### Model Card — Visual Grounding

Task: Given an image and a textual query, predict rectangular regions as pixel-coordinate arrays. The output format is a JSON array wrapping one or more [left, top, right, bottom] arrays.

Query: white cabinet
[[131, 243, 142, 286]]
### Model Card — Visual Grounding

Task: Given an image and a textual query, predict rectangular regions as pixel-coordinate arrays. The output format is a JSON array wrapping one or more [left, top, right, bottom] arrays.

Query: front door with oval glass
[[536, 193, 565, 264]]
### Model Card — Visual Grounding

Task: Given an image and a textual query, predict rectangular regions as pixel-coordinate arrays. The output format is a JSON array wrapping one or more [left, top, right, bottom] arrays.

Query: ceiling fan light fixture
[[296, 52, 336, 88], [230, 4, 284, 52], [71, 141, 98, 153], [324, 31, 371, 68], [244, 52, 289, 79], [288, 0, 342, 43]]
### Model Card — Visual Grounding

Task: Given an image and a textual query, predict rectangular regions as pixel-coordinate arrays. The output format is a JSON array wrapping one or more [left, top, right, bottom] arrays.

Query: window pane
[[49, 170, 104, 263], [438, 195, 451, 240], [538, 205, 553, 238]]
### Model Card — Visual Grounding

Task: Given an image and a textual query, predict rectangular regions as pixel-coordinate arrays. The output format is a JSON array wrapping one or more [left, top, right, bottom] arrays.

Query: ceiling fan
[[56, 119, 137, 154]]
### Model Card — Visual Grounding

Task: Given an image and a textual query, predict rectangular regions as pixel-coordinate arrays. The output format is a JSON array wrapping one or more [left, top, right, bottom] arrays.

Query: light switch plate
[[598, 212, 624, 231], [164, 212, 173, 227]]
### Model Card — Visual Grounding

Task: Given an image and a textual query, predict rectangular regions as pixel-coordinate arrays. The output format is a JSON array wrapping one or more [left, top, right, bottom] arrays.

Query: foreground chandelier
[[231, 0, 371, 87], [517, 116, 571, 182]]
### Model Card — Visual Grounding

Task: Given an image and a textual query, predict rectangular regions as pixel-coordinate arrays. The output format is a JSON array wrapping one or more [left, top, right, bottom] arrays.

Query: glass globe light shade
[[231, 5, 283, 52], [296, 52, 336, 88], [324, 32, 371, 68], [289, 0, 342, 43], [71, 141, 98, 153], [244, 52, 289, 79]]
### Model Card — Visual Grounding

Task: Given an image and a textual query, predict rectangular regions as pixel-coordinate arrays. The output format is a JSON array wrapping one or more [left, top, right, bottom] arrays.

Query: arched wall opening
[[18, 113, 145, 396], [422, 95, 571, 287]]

---

Rewrite all the rows above with every "textual query" changed to "text prompt" and everything else left unchanged.

→ **Exercise output**
### Model Card — Visual Grounding

Task: Given an image and a text prompt, predict rectangular regions as pixel-coordinate arrays. The output format is a JSON array wrapping one or more [left, top, right, bottom] arrays.

Query: white cabinet
[[131, 243, 142, 286]]
### Model Card — Visual Grounding

Task: Given an image and a text prompt, predict rectangular regions as pixel-coordinate arrays. The output format is a JSON array wrapping one or more [left, top, right, bottom] arrays.

Query: front door with oval glass
[[536, 193, 565, 264]]
### Model Card — Visual Grounding

Task: Given an image and a text prompt, predict rectangular regions as pixel-coordinate arrays. The output format is a JSON array wrapping one or more [left, top, right, bottom] arrays.

Query: ceiling fan light fixture
[[296, 52, 336, 88], [230, 4, 284, 52], [71, 141, 98, 153], [324, 31, 371, 68], [244, 52, 289, 79], [288, 0, 342, 43]]
### Model Card — Visual Grounding

Task: Given an image and a text prompt, predict rectangular regions as pixel-coordinate arrays. The output format is a JSON array wrapping one or more [left, top, right, bottom] arrays.

Query: window pane
[[49, 170, 104, 263], [438, 195, 451, 240], [538, 205, 553, 238]]
### Model Card — Visual Grounding

Task: Given an image and a text prompt, predict rectangular regions as pixel-coordinate arrays. The output format is a JSON array wrapping one or more [left, top, right, bottom] arrays.

Query: ceiling fan
[[56, 119, 137, 154]]
### Model Card — Visual Grounding

Task: Given an image and a text prompt, predict rectangular regions as pixel-coordinate arrays. The output format is a JSON array wrapping one or more [left, top, right, bottom] arrays.

Query: light switch plate
[[598, 212, 624, 231], [164, 212, 173, 227]]
### Model Card — Visual Grounding

Task: Given an image and a text prompt, predict rectangular regions as pixel-coordinate arrays. The output format is a JSON array wrapping one or more [left, top, right, bottom] arrays.

Query: foreground chandelier
[[231, 0, 371, 87], [517, 116, 571, 182]]
### Model Card — Visual Grounding

Task: Given an image and a text prompt, predict rectangular regions as pixel-coordinate arrays. The output format is a JSON array wrapping one or more [left, top, right, bottom] arrays.

Query: glass globe light shade
[[231, 5, 283, 52], [296, 52, 336, 88], [324, 32, 371, 68], [289, 0, 342, 43], [71, 141, 98, 153], [244, 52, 289, 79]]
### Model Card — Visual Grounding

Task: Given an image and a text prompt, predict rectangular regions as pixel-coordinate arrays. The output format is a JSON array wrapping one or more [left, top, right, bottom] arrays.

Query: arched wall opening
[[18, 113, 145, 396], [422, 95, 571, 287]]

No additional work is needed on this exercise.